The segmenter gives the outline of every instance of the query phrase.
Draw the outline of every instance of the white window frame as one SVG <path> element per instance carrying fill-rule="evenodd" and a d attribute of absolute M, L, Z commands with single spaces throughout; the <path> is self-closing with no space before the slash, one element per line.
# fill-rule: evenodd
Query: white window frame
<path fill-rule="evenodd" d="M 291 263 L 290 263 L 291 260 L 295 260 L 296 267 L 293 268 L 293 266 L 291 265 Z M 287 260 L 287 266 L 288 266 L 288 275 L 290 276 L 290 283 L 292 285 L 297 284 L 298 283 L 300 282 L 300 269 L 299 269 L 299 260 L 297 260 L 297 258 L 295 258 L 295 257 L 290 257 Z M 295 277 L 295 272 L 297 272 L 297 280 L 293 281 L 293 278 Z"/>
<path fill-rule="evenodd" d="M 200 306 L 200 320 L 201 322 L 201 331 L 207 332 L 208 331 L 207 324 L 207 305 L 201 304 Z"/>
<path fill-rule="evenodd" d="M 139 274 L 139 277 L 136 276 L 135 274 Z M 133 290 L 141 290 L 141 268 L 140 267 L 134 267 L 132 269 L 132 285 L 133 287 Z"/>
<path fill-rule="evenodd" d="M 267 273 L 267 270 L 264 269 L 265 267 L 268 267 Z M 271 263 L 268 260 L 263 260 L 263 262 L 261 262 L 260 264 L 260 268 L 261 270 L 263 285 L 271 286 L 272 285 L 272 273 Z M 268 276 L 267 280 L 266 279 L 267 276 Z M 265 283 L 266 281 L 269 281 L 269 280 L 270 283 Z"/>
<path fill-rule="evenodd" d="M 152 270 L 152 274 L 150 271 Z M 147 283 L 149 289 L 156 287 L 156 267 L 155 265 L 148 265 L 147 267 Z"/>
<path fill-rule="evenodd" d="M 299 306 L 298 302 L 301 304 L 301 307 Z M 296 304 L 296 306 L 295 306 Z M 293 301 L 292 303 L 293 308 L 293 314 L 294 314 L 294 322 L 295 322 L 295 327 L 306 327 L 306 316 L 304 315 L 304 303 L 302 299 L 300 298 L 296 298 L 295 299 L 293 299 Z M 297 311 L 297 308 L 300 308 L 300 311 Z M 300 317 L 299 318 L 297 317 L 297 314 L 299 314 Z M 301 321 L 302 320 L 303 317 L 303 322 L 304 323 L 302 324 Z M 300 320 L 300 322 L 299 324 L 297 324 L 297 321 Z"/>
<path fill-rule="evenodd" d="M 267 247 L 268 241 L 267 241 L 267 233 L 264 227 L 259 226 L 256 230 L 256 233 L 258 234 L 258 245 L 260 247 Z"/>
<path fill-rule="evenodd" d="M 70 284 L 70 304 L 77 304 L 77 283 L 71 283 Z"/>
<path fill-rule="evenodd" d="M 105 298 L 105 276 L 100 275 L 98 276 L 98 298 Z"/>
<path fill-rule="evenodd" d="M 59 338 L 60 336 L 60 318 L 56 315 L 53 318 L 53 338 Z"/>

▬▬▬▬▬▬▬▬▬▬

- _TASK DESCRIPTION_: Above are the records; retype every one exactly.

- _WRITTEN ANSWER_:
The segmenter gives the outline of every instance of the query phrase.
Draw the outline of every instance of the white window frame as one SVG <path> element per instance carrying fill-rule="evenodd" and a d attribute of absolute M, L, Z commands with single spaces throughout; the <path> is self-closing with no space before the slash, one element per line.
# fill-rule: evenodd
Query: white window frame
<path fill-rule="evenodd" d="M 291 263 L 290 263 L 291 260 L 295 260 L 296 267 L 293 268 L 293 266 L 291 265 Z M 287 260 L 287 266 L 288 266 L 288 275 L 290 276 L 290 283 L 292 285 L 297 284 L 298 283 L 300 282 L 300 269 L 299 269 L 299 260 L 297 260 L 297 258 L 295 258 L 295 257 L 290 257 Z M 295 277 L 295 272 L 297 272 L 297 280 L 293 281 L 293 278 Z"/>
<path fill-rule="evenodd" d="M 200 306 L 200 320 L 201 322 L 201 331 L 207 332 L 208 331 L 207 324 L 207 305 L 201 304 Z"/>
<path fill-rule="evenodd" d="M 139 274 L 139 277 L 136 276 L 135 274 Z M 133 290 L 141 290 L 141 268 L 140 267 L 134 267 L 132 269 L 132 285 L 133 287 Z"/>
<path fill-rule="evenodd" d="M 267 273 L 267 270 L 264 269 L 265 267 L 268 267 Z M 271 263 L 268 260 L 263 260 L 263 262 L 261 262 L 260 264 L 260 268 L 261 270 L 263 285 L 271 286 L 272 285 L 272 273 Z M 268 276 L 267 280 L 266 279 L 267 276 Z M 265 283 L 266 281 L 269 281 L 269 280 L 270 283 Z"/>
<path fill-rule="evenodd" d="M 152 270 L 152 274 L 150 271 Z M 147 283 L 149 289 L 156 287 L 156 267 L 155 265 L 148 265 L 147 267 Z"/>
<path fill-rule="evenodd" d="M 299 306 L 298 302 L 301 304 L 301 307 Z M 296 304 L 296 306 L 295 306 Z M 293 301 L 292 303 L 293 308 L 293 314 L 294 314 L 294 322 L 295 322 L 295 327 L 306 327 L 306 316 L 304 315 L 304 303 L 302 299 L 300 298 L 296 298 L 295 299 L 293 299 Z M 297 311 L 297 308 L 300 308 L 300 311 Z M 300 317 L 299 318 L 297 317 L 297 314 L 299 314 Z M 301 321 L 302 320 L 303 317 L 303 322 L 304 323 L 302 324 Z M 300 320 L 300 322 L 299 324 L 297 324 L 297 321 Z"/>
<path fill-rule="evenodd" d="M 267 247 L 268 241 L 267 241 L 267 233 L 264 227 L 259 226 L 256 230 L 256 233 L 258 234 L 258 245 L 260 247 Z"/>
<path fill-rule="evenodd" d="M 70 284 L 70 304 L 77 304 L 77 283 L 71 283 Z"/>
<path fill-rule="evenodd" d="M 105 298 L 105 276 L 100 275 L 98 276 L 98 298 Z"/>
<path fill-rule="evenodd" d="M 59 338 L 60 336 L 60 318 L 56 315 L 53 318 L 53 338 Z"/>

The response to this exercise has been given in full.